Objective A: List the factors that the passage on fishing patience says determine how long you spend fishing a spot.
Objective B: According to the passage on fishing patience, why doesn't it bother the writer to go without catching fish on every cast?
Objective C: Carry the passage on fishing patience forward from its final sentence.

Text segment:
——
If I am convinced we have anchored correctly, yet the fish aren't biting, I'll stubbornly fish until one is caught. Sportboat captains in their fishing search must move around because their paying customers demand action.

What is a bite? That's up to you. But if you have caught one quality fish, stay there and fish for more. Don't get ants in your pants.
6. Patience: Patience is the rule most broken by anglers. It's easy to haul anchor and move from place to place using the mobility of a boat to cover lots of area when apparently they aren't biting. This mobility is the main reason for the lack of patience it causes. The same happens to the shore angler who can move, an move, an move impatiently down the shoreline from one spot to the next never catching anything. The point being, that anglers shouldn't let the ease of moving around let them pass up fish that will bite with a little patience. How long you spend fishing a spot depends on the following:

1. The conditions of that spot.

2. What tackle tactics you are deploying for the type fish that inhabit the spot.

3. Your preparations before going to that spot.

Many anglers are not concerned with these tactics and are the ones usually found lacking patience. If you are one of these people on my boat you will be bored to tears. My goal is to catch quality fish not quantities of fish. So when I don't catch fish every cast it doesn't bother me. (much) Preparation before fishing a spot is important. (As mentioned in rule #4).
——
Material:
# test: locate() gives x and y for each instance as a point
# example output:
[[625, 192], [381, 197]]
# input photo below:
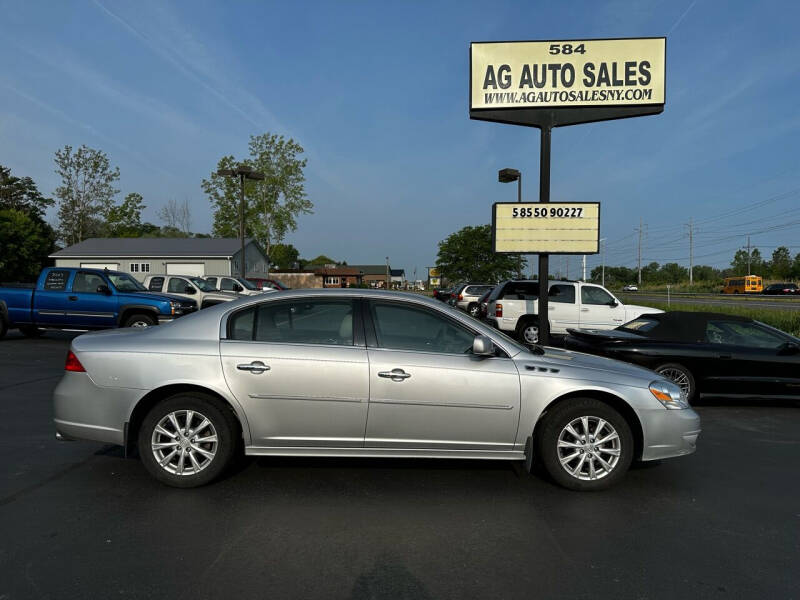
——
Final result A:
1. The conditions of that spot.
2. The tackle tactics you are deploying for the type of fish that inhabit the spot.
3. Your preparations before going to that spot.

Final result B: The writer's goal is to catch quality fish rather than quantities of fish. Failing to catch something on every cast therefore doesn't matter much.

Final result C:
For instance, two rods can be deployed into a lake. One for bait fishing, the other used as an all purpose rod for casting lures and flies, or as another bait rod. Your preparations before leaving home base should include the different kinds of bait that have worked or baits that you have been advised to use. You should have all the lures and flies that are popular for the area and your own general favorites. Finally, you need the terminal tackle to fish the spot. If you go through all these possibilities you will be rewarded because you will be spending lots of time trying to catch a quality fish. Also it will take lots of time to deploy all of these tactics and keep you from the path of impatience. If you have yourself properly equipped and the boat anchored correctly, take the time to deploy all the tactics to fish it out On the shipwrecks sculpin sometimes take over an hour to start biting. They seemingly have to gather together as a group under your boat before they jump on the hooks. A calico bass rock on the Horseshoe Kelp takes a precise, methodical approach, especially when you use live bait. First, start by casting the bait flyline. As the bait drifts back, pause now and then by thumbing the spool. Hold it a few minutes, then allow it to drift back further. Repeat this process until the bait is back behind the boat about 50 yards (or more with #15lb test line, less with lighter line). If they don't bite add a 1/4 ounce slip egg sinker and repeat the process. Keep adding weight until they start biting. This procedure takes at least an hour to complete and it will further keep you from the impatience bug. Finally, you can deploy the famous method that guarantees a bite.( but you have to be in perfect position over the rock). Tie a 3 foot dropper, 3 feet over a sinker at the end of your line. Attach a 4/0 hook to the dropper, pin on a large sardine or small mackerel and lower it straight into the bowels of the rock. Put your rod in a rod holder with the reel in clicker position and pop out a sandwich. Usually by the time you finish the sandwich, some denizen has ran off with your bait.
7. Keep the rod bent and reel: Sure, there is no guarantee that all hooked fish will be landed, but you can deploy tactics that will reduce the loss ratio.... that's what this is all about.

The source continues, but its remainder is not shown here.